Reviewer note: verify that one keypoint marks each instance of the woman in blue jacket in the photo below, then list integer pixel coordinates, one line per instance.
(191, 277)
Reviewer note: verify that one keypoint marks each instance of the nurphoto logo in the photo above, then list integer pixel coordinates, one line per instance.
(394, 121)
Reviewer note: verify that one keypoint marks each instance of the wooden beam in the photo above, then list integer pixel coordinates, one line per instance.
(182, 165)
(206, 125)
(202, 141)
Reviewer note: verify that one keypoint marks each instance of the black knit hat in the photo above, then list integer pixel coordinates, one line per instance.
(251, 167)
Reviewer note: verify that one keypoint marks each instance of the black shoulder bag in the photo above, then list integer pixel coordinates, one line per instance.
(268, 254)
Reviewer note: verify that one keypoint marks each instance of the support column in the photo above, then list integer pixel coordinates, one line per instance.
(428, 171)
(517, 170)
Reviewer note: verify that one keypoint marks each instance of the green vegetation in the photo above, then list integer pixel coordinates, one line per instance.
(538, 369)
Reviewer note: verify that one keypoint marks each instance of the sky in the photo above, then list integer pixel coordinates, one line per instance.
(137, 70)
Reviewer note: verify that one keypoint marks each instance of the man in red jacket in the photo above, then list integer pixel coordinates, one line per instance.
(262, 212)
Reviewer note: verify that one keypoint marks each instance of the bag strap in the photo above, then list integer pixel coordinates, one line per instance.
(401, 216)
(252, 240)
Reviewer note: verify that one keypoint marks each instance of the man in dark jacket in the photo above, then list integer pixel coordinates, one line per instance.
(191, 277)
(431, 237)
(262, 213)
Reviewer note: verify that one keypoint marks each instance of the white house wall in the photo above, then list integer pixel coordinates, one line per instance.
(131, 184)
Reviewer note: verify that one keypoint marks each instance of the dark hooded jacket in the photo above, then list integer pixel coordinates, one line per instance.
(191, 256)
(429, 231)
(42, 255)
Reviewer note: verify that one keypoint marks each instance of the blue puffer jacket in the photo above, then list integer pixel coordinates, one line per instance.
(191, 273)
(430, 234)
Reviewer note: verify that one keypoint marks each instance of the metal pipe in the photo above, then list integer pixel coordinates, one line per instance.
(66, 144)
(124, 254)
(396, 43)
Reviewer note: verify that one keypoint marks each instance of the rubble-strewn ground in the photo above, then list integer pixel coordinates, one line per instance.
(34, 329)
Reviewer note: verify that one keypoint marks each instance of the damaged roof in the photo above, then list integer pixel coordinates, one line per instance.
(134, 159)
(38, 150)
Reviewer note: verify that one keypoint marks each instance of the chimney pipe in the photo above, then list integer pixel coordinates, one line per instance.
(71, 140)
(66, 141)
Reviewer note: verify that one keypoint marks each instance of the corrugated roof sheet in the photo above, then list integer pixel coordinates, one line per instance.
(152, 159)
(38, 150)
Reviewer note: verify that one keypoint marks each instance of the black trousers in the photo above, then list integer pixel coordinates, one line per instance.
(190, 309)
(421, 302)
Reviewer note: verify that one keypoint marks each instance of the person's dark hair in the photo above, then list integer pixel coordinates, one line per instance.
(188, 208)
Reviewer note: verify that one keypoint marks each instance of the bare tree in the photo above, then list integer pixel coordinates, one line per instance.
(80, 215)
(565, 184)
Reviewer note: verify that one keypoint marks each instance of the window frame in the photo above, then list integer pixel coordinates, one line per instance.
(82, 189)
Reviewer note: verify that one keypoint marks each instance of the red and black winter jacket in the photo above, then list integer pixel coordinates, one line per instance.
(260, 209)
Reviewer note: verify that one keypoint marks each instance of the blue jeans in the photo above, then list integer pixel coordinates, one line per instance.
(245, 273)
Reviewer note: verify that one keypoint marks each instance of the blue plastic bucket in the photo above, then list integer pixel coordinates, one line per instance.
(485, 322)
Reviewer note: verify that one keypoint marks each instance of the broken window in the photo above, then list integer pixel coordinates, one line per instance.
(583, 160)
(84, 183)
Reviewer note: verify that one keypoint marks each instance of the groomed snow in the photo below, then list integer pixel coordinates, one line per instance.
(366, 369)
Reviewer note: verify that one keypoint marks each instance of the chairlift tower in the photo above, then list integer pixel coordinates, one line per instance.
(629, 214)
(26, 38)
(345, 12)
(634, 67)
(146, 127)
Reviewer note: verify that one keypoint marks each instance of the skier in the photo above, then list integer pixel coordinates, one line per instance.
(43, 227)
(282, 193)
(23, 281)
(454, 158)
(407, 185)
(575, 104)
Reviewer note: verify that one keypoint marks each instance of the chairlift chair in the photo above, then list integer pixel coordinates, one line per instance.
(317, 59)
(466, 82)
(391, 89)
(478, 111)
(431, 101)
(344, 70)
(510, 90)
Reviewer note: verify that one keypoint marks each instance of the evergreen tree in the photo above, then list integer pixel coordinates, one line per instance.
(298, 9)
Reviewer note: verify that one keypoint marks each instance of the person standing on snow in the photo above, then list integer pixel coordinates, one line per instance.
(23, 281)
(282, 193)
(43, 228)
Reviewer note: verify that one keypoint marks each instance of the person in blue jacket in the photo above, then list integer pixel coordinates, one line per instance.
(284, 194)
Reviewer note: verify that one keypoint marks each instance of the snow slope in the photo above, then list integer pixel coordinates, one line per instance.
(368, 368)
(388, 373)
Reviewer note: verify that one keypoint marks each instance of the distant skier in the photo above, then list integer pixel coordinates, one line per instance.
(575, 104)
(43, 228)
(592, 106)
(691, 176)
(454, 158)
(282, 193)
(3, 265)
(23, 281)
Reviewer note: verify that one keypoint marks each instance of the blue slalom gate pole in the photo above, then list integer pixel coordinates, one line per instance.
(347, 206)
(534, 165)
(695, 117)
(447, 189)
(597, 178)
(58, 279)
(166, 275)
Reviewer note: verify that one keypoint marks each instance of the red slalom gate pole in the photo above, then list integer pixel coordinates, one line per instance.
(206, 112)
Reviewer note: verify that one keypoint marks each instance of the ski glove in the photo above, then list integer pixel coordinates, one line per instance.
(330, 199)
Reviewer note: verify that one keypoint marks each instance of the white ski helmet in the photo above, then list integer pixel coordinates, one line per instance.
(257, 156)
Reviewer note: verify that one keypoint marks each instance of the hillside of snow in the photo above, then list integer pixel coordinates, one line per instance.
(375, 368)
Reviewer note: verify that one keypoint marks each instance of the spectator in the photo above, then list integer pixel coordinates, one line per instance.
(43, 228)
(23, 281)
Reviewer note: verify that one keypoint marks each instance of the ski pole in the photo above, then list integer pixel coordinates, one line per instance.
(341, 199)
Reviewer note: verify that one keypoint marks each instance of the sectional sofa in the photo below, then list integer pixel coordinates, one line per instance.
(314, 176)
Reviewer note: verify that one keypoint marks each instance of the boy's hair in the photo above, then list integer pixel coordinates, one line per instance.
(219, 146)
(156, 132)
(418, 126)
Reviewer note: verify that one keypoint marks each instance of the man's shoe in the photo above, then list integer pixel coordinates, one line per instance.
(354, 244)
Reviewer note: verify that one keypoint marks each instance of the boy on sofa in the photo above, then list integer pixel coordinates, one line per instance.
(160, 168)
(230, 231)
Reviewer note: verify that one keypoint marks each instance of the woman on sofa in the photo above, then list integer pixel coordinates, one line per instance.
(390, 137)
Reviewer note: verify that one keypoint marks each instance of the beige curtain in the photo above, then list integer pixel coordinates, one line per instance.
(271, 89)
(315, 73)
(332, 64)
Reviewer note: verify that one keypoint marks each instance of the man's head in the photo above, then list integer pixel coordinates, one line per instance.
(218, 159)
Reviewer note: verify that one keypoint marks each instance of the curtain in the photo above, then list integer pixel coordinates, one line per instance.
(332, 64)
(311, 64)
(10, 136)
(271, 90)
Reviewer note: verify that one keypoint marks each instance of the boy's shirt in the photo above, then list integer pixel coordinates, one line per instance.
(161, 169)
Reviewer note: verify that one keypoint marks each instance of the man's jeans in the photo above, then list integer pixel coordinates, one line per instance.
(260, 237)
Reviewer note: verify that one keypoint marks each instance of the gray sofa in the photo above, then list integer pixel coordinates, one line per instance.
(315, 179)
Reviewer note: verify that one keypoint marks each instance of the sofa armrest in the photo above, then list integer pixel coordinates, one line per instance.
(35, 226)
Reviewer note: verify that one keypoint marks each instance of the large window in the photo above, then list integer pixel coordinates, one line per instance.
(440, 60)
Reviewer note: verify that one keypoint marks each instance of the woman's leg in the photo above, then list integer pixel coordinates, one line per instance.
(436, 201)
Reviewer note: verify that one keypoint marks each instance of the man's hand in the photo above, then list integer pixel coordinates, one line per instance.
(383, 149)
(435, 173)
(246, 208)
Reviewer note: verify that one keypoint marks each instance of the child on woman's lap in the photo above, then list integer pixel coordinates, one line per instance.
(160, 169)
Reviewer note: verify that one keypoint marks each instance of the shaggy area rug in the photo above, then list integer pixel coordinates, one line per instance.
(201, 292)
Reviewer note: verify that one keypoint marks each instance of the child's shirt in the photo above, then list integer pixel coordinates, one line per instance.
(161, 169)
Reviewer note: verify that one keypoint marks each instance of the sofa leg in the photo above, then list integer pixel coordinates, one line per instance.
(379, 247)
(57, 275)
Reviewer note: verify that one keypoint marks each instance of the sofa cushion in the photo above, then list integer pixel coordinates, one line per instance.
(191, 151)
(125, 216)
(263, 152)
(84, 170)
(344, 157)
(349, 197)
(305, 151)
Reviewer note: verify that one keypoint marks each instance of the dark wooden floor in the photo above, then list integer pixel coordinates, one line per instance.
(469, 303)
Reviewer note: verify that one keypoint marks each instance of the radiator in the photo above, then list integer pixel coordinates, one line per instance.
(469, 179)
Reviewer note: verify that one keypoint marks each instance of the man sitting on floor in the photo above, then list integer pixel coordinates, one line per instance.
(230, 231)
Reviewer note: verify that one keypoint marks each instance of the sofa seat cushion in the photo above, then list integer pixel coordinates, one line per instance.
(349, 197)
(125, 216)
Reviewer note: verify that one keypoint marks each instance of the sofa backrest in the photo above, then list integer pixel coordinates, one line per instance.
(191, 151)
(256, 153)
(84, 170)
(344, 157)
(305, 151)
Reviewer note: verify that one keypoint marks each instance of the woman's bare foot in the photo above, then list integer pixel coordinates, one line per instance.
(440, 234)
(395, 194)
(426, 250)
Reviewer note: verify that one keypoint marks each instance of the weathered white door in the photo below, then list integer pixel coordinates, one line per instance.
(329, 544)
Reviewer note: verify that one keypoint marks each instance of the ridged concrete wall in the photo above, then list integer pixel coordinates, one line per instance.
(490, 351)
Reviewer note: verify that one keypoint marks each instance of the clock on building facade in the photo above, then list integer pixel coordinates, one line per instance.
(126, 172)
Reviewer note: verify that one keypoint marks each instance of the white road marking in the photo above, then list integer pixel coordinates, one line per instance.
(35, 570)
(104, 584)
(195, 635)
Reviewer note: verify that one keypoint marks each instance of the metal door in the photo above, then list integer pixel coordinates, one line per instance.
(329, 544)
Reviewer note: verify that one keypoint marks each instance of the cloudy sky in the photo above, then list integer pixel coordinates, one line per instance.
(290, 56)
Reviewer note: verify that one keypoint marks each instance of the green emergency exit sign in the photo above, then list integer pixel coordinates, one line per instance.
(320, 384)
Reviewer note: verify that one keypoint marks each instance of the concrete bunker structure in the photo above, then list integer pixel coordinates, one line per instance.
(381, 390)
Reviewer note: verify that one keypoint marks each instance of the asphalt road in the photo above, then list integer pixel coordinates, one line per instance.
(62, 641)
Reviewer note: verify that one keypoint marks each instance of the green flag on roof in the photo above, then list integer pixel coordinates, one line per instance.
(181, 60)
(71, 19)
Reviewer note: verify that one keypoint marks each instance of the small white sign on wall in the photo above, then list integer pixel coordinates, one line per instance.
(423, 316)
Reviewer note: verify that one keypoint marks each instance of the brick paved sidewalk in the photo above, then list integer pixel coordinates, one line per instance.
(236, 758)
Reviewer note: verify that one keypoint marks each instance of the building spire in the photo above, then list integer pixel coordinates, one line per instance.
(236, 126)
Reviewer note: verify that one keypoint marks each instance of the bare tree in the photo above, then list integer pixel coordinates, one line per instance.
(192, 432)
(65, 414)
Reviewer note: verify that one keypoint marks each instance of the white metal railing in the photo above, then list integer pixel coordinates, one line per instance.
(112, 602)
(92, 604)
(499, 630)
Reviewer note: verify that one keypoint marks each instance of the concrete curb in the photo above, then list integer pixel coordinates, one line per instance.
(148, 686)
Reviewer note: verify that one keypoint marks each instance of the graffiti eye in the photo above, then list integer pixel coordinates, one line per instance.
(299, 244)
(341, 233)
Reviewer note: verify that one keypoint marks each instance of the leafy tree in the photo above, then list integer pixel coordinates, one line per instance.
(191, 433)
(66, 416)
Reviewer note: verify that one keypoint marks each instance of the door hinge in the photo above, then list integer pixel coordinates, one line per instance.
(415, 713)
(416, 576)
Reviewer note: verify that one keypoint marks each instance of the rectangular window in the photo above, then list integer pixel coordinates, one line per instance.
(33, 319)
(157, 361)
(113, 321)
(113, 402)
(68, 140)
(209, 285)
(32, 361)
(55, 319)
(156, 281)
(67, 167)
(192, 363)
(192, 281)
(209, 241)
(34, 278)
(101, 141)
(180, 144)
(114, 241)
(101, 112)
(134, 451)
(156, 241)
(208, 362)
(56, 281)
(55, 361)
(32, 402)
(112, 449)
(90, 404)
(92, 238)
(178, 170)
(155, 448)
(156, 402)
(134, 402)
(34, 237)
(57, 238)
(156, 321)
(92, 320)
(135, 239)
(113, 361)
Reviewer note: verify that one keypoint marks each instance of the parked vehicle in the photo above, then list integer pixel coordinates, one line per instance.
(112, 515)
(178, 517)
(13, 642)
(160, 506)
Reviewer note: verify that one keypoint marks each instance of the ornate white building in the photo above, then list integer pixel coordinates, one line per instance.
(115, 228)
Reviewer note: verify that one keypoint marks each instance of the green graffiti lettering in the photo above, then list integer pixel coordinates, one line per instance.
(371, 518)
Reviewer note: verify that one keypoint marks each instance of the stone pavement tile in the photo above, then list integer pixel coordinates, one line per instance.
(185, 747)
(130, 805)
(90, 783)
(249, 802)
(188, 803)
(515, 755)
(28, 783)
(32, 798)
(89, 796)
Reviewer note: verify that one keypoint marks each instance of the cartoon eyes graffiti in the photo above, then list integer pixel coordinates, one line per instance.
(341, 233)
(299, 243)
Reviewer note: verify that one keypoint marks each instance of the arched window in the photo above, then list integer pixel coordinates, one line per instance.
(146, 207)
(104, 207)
# # #
> [Set task]: In the records above, locate the line that contains "of the parked". Repeat it and every line after it, exactly, and nothing else.

> [Solved exercise]:
Reviewer note: verify that one keypoint marks each instance of the parked vehicle in the photo above, then list integer pixel coordinates, one line per instance.
(112, 515)
(178, 517)
(13, 642)
(160, 506)
Reviewer note: verify that one keypoint marks each instance of the ornate white building in the photo above, then list integer pixel coordinates, one line per instance.
(115, 228)
Reviewer note: verify that one keypoint marks each instance of the green graffiti lettering in the photo above, then list integer pixel coordinates, one line per instance.
(371, 518)
Reviewer note: verify that one keypoint marks each instance of the stone pavement tile in the photo above, then list integer pixel coordinates, one line per instance.
(185, 747)
(130, 805)
(90, 783)
(249, 802)
(188, 803)
(515, 755)
(28, 783)
(32, 798)
(89, 796)
Reviewer note: verify that one keypoint marks each instance of the cartoon eyes graffiti in the photo above, then list integer pixel coordinates, one line per instance.
(341, 233)
(299, 243)
Reviewer note: verify that one keypoint marks each instance of the arched window in the photo above, then list integer pixel coordinates, one line per instance.
(146, 207)
(104, 207)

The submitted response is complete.